_REQUIRED TASKS_
A. Copy the tornado text word for word from "The Super Outbreak of" to "a tornado live.".
B. Answer these questions using the tornado text:
(i) How many tornadoes were confirmed during the Super Outbreak of April 3 to April 4, 1974?
(ii) At which television station was Mike Smith working on the day of the central Oklahoma outbreak?
(iii) How many cards and letters did that station receive?

_TEXT_
▼▼▼

This essay by Mike Smith hits home for me, because it parallels my experience in the midwest in 1974. That was a banner year for tornado outbreaks. The April 3rd and 4th super outbreak was a big influence on me.
The Super Outbreak is the largest tornado outbreak on record for a single 24-hour period. From April 3 to April 4, 1974, there were 148 tornadoes confirmed in 13 US states, along a total combined path length of 2,600 miles (4,160 km).
The Super Outbreak of tornadoes of 3–4 April 1974 remains the most outstanding severe convective weather episode of record in the continental United States. The outbreak far surpassed previous and succeeding events in severity, longevity and extent.
Just 4 years later, I was doing television weather. The lessons of 1974 still influence me today, as with Mike, I wanted to make radar a lifesaving tool. My contribution is this personal doppler radar program.
June 8th – The Day Television Weather Grew Up
By Mike Smith, Certified Consulting Meteorologist
Today is the anniversary of a day I will never forget. In Warnings I call it “The Day Television Weather Grew Up.” I was working at WKY TV (now KFOR TV, NBC) in Oklahoma City. There was a massive tornado outbreak in central Oklahoma. For the first time in history, we broadcast a tornado live.
The photo above shows the televised tornado as it was developing over eastern Oklahoma county. But, while dramatic, that wasn’t the most important thing that occurred that day.
Even though we had only primitive black and white radar (photo below shows the tornado as it approached Oklahoma City), we were able to track the storms in real time and get a warning out in advance of every single tornado (13) in our viewing area. At times, four tornadoes were simultaneously on the ground. We focused exclusively on the tornadoes (rather than the additional storms — occurring near the tornadoes — that were only causing large hail), told viewers exactly where they were and exactly where they were headed. That may not seem surprising now, but it had never been done before. Just two months before (April 3), tornadoes swarmed across the Ohio Valley. There are several web sites with radio and TV recordings of that day and it is obvious that, most of the time, the broadcasters didn’t know where the tornadoes were.
As evidence of how revolutionary this was, the TV station received 75 cards and letters telling us, over and over, “You told us a tornado was coming, we took shelter, and our home blew away moments later. Thank you, you saved our lives!” It was overwhelming reading them.

▲▲▲

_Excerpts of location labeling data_
▼▼▼

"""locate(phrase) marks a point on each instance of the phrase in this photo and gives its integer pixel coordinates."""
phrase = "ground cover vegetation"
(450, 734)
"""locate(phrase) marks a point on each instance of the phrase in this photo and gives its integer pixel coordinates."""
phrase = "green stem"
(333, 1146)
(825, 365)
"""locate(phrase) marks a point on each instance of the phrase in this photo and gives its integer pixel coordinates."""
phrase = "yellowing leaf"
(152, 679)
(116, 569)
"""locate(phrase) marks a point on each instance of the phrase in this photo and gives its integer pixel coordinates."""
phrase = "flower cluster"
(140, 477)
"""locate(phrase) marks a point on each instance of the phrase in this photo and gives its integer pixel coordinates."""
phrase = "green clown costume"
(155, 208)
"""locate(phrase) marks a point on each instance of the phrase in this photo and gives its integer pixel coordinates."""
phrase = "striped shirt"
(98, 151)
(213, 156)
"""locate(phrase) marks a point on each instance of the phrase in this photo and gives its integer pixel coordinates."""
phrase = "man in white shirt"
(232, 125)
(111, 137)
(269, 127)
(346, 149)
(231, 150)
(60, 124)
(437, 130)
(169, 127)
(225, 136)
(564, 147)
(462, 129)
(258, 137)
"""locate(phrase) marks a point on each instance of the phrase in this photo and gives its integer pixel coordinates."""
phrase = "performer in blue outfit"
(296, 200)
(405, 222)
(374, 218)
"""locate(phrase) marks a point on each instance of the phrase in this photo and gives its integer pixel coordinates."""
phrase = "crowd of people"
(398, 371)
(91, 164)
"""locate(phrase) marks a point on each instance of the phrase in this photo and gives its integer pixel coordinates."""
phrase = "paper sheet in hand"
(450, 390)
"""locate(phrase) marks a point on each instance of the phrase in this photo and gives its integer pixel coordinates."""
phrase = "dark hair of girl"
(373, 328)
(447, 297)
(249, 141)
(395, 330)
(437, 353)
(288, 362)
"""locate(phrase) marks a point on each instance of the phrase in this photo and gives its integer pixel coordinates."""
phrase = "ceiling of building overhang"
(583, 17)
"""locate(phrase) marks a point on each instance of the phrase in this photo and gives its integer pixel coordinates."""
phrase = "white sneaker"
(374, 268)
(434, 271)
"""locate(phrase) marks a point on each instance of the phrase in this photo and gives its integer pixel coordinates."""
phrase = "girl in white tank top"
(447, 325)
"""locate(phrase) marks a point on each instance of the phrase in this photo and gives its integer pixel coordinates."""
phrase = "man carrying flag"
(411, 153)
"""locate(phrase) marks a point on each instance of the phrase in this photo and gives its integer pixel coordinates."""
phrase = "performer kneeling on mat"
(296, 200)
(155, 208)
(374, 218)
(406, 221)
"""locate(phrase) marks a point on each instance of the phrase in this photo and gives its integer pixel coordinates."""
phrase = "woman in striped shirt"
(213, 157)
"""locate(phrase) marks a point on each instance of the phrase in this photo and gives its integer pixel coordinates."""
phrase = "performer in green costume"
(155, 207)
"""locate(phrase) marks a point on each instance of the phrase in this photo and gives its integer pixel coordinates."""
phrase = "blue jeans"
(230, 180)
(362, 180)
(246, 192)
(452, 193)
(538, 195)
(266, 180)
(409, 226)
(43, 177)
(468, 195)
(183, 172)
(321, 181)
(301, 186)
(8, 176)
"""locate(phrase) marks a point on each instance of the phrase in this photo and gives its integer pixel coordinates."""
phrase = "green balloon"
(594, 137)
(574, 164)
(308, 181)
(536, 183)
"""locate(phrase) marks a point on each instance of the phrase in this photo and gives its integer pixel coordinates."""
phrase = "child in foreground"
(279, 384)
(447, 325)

▲▲▲

_ANSWERS FOR THIS EXERCISE_
A.
The Super Outbreak of tornadoes of 3–4 April 1974 remains the most outstanding severe convective weather episode of record in the continental United States. The outbreak far surpassed previous and succeeding events in severity, longevity and extent.
Just 4 years later, I was doing television weather. The lessons of 1974 still influence me today, as with Mike, I wanted to make radar a lifesaving tool. My contribution is this personal doppler radar program.
June 8th – The Day Television Weather Grew Up
By Mike Smith, Certified Consulting Meteorologist
Today is the anniversary of a day I will never forget. In Warnings I call it “The Day Television Weather Grew Up.” I was working at WKY TV (now KFOR TV, NBC) in Oklahoma City. There was a massive tornado outbreak in central Oklahoma. For the first time in history, we broadcast a tornado live.

B.
(i) 148
(ii) WKY TV (now KFOR TV, NBC) in Oklahoma City
(iii) 75